Start of Quoted passage
The System Roundtable and the members thereof shall not be liable to any
person on account of any action it or they may take pursuant to the terms
of this Agreement.
9. Waiver
of Claims. Except as provided in Section 13, each Class XXX Preferred
Stockholder hereby waives any and all claims, whether for damages or otherwise,
which such individual may otherwise have against any person or entity in
connection with such person or entity performing the terms of, or otherwise
acting in accordance with, this Agreement.
10. Binding
Effect. The provisions of this Agreement shall be binding upon and
inure to the benefit of the parties hereto and their respective successors
and assigns (and, in the case of a deceased Class XXX Preferred Stockholder,
such individual's estate and heirs), provided that no party may assign,
delegate or otherwise transfer any of its rights or obligations under this
Agreement except as provided herein.
11. Governing
Law.This
Agreement shall be construed in accordance with and governed by the laws
of the State of Delaware, without regard to the conflicts of laws principles
thereof.
12. Counterparts.
This Agreement may be signed in any number of counterparts, each of which
shall be an original, with the same effect as if the signature thereto
and hereto were upon the same instrument.
13. Specific
Performance. The parties hereto agree that if any of the provisions
of this Agreement were not performed in accordance with their specific
terms or were otherwise breached, irreparable damage would occur, no adequate
remedy of law would exist and damages would be difficult to determine,
and that the parties shall be entitled to specific performance of the terms
hereof, in addition to any other remedy at law or equity.
14. Amendments.
This Agreement may not be amended or modified unless such amendment or
modification (i) is approved in writing by the Company and each then existing
Class XXX Preferred Stockholder and (ii) is consented to by the Independent
Directors and the Outside Public Directors (each as defined in the Restated
Certificate).
15. Entire
Agreement. This Agreement, together with the Class XXX Preferred Stock
Subscription Agreement, constitutes the entire agreement between
the parties hereto with respect to the subject matter hereof and, except
as otherwise contemplated hereby, supersedes all other prior agreements
and understandings, both written and oral, between the parties hereto with
respect to the subject matter hereof.
End of Quoted passage
**Required work:**
1 > According to the agreement excerpt, the laws of which state govern the Agreement?
2 > Reproduce the agreement excerpt from "10. Binding" up to and including "as provided herein.".
Rely only on the agreement excerpt.
Start of Raw data
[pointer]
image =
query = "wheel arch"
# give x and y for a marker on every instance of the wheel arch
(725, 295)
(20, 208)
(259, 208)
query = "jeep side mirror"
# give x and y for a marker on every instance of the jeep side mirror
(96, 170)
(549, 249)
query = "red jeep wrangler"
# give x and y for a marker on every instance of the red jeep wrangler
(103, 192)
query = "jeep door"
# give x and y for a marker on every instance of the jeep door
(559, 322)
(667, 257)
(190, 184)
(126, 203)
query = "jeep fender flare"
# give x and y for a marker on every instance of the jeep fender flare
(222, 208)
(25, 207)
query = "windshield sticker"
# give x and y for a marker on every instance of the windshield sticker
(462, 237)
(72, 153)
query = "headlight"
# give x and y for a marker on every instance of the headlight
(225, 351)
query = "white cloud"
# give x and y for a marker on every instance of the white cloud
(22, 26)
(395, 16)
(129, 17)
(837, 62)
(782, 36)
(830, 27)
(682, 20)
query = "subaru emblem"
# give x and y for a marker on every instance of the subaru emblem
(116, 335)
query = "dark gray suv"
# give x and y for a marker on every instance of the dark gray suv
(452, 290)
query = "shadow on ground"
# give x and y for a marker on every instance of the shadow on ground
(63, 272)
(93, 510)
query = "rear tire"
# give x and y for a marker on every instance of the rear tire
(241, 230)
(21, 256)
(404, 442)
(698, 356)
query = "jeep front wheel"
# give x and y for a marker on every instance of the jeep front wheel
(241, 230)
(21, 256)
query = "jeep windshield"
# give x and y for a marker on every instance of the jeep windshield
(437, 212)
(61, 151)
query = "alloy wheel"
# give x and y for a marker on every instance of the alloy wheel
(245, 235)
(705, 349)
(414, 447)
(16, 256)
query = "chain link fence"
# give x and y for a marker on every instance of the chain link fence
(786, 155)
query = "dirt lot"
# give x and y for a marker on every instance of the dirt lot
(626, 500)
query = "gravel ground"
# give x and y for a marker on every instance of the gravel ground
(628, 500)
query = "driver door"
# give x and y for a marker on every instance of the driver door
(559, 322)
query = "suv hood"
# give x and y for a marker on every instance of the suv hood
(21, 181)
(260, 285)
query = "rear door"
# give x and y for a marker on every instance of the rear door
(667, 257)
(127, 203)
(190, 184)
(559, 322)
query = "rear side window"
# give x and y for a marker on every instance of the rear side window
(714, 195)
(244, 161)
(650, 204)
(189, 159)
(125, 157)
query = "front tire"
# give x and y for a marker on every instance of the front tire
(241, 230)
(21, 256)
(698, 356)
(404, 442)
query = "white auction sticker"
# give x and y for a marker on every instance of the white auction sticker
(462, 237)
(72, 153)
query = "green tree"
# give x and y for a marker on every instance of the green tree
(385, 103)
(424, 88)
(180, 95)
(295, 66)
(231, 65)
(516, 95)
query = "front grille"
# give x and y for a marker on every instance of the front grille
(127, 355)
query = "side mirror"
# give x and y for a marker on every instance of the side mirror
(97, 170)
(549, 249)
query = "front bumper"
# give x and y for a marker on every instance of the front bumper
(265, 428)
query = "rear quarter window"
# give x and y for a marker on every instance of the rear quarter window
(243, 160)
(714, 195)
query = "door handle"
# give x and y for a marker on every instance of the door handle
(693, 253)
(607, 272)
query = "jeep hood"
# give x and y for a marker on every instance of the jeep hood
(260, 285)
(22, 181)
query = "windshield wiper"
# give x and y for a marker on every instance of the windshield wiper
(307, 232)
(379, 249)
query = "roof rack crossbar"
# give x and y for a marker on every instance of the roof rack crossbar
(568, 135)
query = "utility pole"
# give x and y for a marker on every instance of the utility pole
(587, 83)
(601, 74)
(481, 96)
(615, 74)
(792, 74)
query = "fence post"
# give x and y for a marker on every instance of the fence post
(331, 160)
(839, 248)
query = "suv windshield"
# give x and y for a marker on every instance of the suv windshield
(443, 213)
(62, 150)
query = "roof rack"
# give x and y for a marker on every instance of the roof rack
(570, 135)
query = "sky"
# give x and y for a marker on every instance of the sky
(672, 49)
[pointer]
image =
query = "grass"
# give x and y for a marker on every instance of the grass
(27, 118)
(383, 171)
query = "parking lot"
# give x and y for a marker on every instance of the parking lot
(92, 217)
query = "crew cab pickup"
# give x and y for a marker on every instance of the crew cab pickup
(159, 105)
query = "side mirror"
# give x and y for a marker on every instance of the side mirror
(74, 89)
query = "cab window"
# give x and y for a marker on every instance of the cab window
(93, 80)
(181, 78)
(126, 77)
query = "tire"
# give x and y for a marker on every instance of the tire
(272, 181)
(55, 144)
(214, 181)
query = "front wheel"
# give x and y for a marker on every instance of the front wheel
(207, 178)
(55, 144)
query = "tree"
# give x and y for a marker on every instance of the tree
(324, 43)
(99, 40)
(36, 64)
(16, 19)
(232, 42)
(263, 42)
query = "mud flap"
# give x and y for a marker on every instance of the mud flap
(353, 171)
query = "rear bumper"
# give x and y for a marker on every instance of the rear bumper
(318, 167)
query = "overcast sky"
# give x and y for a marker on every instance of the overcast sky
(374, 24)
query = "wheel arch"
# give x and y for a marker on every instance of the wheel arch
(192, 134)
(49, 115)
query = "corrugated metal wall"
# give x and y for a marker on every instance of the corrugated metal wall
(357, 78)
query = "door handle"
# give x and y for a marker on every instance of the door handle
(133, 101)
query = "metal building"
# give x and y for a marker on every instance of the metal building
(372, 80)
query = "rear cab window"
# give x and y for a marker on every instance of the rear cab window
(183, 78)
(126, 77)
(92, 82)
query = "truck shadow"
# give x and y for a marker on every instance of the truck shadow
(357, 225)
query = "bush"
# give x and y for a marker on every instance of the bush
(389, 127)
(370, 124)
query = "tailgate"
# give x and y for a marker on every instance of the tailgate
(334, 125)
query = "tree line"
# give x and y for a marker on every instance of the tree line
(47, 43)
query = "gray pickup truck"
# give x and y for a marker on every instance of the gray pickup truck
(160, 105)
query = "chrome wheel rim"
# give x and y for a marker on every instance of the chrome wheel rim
End of Raw data
**Answers below:**
1 > The laws of the State of Delaware.

2 >
10. Binding
Effect. The provisions of this Agreement shall be binding upon and
inure to the benefit of the parties hereto and their respective successors
and assigns (and, in the case of a deceased Class XXX Preferred Stockholder,
such individual's estate and heirs), provided that no party may assign,
delegate or otherwise transfer any of its rights or obligations under this
Agreement except as provided herein.